EXCERPT:
=-=-=-=-=

Some problems involving HOF functions is not trivial (for example - fusing filter and map calls for collections, to achieve the same behavior as in a standard library)

  1. Pushing cps-transform deeper can solve the ‘coloring problem’ for platforms without the support of runtime continuations in a more natural way.

Hello, sorry for the incoherent reply, but why move backwards 5-10 years and introduce coloring and replicate kotlin?
Why this needs to be in the compiler as this is way worse than having monads. Why not push the branch of cc-checking further and try to leverage effect tracking with loom and continuation primops to get something truly useful and ergonomic a la koka/frank/eff? Looking at the proposal it looks like way less generic and primitive implementation of algebraic effects

16 Likes

Because some of us don’t think monads everywhere are the answer, and that looking past that may bring us 5-10 years into the future.

3 Likes

I think this is a very intriguing proposal: while I haven’t done enough with this style in other languages to be fully comfortable with it myself yet, it’s clearly very popular, and a good implementation might well help broaden Scala’s appeal. I suspect I’d wind up using it at least a fair amount, if it provides good boilerplate reduction.

The most important thing I don’t fully grok yet is what this would look like when interoperating with monadically-wrapped code. If I have an existing codebase or collection of libraries written using cats-effect or ZIO and want to build a program using suspend (or vice versa), what do the interfaces between those look like? I suspect that it can be done (and hope that it’s straightforward), but don’t have the intuition for it yet. My guess is that clean interfaces here would be crucial for adoption, given the amount of investment folks have in the monadic approach.

=-=-=-=-=

GIVEN RECORDS:

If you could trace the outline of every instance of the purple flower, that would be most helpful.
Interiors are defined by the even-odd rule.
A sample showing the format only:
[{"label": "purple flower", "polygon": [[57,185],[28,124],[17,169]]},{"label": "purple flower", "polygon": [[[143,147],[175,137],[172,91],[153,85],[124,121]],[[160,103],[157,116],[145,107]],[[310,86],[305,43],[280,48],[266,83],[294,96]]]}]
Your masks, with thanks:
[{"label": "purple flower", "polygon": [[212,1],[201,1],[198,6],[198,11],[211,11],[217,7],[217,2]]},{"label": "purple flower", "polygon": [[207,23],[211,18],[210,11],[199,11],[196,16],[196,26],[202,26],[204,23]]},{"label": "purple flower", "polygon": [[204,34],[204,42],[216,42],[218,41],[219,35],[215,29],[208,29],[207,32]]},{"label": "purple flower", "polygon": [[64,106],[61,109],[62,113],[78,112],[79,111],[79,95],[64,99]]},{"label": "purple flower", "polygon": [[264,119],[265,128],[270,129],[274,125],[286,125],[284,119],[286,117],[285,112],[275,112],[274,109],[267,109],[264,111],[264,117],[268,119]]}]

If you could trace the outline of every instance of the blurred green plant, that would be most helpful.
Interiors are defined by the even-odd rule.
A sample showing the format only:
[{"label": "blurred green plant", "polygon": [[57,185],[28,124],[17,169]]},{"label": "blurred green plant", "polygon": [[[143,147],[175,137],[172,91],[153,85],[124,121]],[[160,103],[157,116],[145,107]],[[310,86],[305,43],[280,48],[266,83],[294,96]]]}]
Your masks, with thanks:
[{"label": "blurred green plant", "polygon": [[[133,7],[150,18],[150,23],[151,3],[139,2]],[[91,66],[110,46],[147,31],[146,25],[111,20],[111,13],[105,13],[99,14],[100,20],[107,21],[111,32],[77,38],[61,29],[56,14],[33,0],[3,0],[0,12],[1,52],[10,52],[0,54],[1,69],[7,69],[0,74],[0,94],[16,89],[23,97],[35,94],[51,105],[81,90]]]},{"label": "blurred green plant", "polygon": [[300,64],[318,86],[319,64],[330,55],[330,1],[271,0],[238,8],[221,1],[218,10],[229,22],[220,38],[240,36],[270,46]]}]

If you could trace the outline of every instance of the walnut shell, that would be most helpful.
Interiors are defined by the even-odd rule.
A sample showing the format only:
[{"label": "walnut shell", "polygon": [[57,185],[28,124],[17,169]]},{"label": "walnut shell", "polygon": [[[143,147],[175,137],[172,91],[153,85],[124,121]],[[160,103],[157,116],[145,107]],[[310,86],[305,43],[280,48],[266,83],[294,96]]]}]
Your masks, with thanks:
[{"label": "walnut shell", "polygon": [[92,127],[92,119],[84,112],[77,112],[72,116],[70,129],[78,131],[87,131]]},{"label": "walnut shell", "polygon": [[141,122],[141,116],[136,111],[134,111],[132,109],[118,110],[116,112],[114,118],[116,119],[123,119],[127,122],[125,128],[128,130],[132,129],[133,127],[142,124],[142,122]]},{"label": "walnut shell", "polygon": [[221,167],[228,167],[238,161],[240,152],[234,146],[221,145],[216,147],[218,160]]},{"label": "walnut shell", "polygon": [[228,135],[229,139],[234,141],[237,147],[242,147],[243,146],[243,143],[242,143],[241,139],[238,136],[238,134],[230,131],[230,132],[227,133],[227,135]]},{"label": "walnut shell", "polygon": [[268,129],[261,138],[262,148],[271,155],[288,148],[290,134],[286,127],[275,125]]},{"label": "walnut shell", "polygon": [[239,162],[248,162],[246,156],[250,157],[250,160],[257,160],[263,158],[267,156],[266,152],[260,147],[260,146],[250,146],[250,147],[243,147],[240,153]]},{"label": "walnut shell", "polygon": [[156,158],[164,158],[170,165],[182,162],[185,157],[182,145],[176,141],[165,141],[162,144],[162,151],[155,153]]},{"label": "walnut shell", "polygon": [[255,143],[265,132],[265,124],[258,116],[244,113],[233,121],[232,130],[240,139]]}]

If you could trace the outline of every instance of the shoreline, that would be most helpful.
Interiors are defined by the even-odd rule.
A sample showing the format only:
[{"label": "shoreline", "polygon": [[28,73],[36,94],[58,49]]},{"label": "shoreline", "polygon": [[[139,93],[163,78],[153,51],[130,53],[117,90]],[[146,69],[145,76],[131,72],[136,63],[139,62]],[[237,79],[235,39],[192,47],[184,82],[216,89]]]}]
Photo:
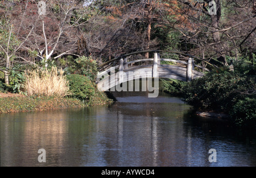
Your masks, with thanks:
[{"label": "shoreline", "polygon": [[[96,99],[82,102],[72,98],[32,98],[11,93],[0,93],[0,114],[19,112],[43,111],[51,109],[78,108],[111,104],[110,99]],[[90,104],[89,104],[90,103]]]}]

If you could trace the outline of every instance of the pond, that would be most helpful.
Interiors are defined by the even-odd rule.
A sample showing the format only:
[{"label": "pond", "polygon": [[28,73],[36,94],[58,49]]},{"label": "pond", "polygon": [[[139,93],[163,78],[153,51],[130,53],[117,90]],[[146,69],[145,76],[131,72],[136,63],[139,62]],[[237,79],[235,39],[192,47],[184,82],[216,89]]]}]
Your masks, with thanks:
[{"label": "pond", "polygon": [[255,138],[180,99],[113,94],[111,105],[1,114],[1,166],[256,166]]}]

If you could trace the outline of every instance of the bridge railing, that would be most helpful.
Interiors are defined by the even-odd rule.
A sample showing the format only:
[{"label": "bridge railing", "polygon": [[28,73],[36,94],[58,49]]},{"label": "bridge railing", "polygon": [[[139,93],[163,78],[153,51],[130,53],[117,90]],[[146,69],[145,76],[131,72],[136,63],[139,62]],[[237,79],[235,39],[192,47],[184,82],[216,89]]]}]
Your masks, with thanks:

=-=-=-=-=

WHAT YOU NEED TO DO:
- a) Reproduce word for word everything in the forum discussion of the suspend proposal from "Why this needs" down to "into the future.".
- b) In the forum discussion of the suspend proposal, which two libraries does the last commenter name as possible foundations of an existing monadic codebase?
- c) Extend the forum discussion of the suspend proposal past its final sentence.

EXPECTED ANSWERS:
- a)
Why this needs to be in the compiler as this is way worse than having monads. Why not push the branch of cc-checking further and try to leverage effect tracking with loom and continuation primops to get something truly useful and ergonomic a la koka/frank/eff? Looking at the proposal it looks like way less generic and primitive implementation of algebraic effects

16 Likes

Because some of us don’t think monads everywhere are the answer, and that looking past that may bring us 5-10 years into the future.

- b) cats-effect and ZIO

- c)
Also: what are the implications for mixed code? I have multiple large projects that have evolved over time, such that they use both Future and IO/ZIO engines. Given that type classes are clearly important here, what would it look like when you need to interface between those different async models? I’m a little concerned that that could get messy at the call sites, but hoping that it wouldn’t be too hard to write clean adapters.

1 Like
2 Likes

Well, I agree. On the flipside though if this sip gets accepted we finally will get some tech debt and points for scala 4 to remove cruft from scala 3

1 Like

Note, that technically monadic reflection can be built over any continuation system, including proposed, if the Continuations interface will be available. [Ironically, the latest version of Loom does not expose Continuation directly to the userland, so, monadic reflection over Loom continuation in such form is not possible with the latest JVM version]

Exposing some form of continuation is good.

On another side, I’m uncomfortable with the suspended part, because I have a feeling that exists a better way that will produce fewer integration problems.
Why: because embedding a call of (code with continuation = suspended) into (code without continuations = non-suspendable) is relatively hard: if you have a higher-order function that accepts 'non-suspendable code`, then when you receive suspended functions, you can do nothing.

But embedding non-suspendable code into suspendable is trivial: just wrap it into an interface with a suspension point.

Therefore, the right continuations solutions should have an interface where a higher-order function can accept by default suspendable functions. This will allow us not to have two implementations of the HO method for suspended and resuspended arguments. For strict interfaces without continuations, we have (will have) pure functions.

So, instead of having a parallel hierarchy of functions, I prefer to have Continuation capacity in the library, which assumes that the code which uses this capacity is cps-transformed.

In such a way, the HO problem can be solved. Two other problems (integration with external libraries and coloring) become a little harder, but I think this is an acceptable cost for HO support.

1 Like

Yes, we are not strictly proposing function coloring. I believe the other way where we make Suspend and implicit requirement with context functions can potentially be used to automatically CPS transform functions that carry that requirement. This approach would be similar to the ergonomics of LOOM, where you get non-blocking CPS underneath through the VirtualThread or the previous Continuation interface.

The map(_.bind) case in our examples already works non-blocking with our implementation based on LOOM, Context functions with requirements seem to work with map. We could potentially piggyback on LOOM for the JVM if we figure out a way to have a different runtime in native and js.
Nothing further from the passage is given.